**Directive:** Starting with the line containing "Annotate the grass" and going on through the end of the items, copy out every line again, scaling each coordinate in the answers by 2.2 and rounding to whole numbers, with halves rounded up. Leave all other lines unchanged.

**Data supplied:**
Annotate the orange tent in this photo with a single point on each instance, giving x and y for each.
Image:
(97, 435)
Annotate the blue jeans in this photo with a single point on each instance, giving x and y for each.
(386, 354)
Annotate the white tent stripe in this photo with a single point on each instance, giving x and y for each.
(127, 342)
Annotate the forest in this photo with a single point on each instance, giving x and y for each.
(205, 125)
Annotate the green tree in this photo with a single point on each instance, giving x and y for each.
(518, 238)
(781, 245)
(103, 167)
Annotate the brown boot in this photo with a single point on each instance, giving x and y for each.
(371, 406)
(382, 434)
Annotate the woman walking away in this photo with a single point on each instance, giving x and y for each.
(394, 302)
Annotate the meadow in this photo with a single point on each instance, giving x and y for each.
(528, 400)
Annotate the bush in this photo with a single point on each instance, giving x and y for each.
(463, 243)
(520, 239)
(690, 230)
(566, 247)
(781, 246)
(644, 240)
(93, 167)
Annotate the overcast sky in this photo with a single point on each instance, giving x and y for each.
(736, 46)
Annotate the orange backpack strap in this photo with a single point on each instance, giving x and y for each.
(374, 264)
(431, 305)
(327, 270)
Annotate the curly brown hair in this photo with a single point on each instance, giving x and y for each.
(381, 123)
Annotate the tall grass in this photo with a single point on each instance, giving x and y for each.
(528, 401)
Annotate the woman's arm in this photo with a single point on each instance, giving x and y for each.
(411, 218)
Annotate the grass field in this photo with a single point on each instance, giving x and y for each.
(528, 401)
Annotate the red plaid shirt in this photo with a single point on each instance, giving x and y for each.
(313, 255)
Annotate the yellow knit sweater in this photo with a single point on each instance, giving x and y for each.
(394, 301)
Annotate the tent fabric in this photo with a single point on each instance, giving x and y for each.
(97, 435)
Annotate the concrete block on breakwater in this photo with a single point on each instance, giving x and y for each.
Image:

**Result for this exercise:**
Annotate the grass field in this photo with a single point on each instance, giving x and y for each.
(1162, 882)
Annotate the red plaid shirt in this photo with a single point on each instance, giving x and y for each.
(689, 561)
Annotate the yellow knit sweater in this photo with a single point on each instance, giving x and y for each.
(867, 662)
Annotate the tent fabric in this photo with a single point on each instance, giving x and y for each.
(213, 957)
Annotate the concrete block on breakwater in this photo with a single point on each instance, giving x and y for each.
Image:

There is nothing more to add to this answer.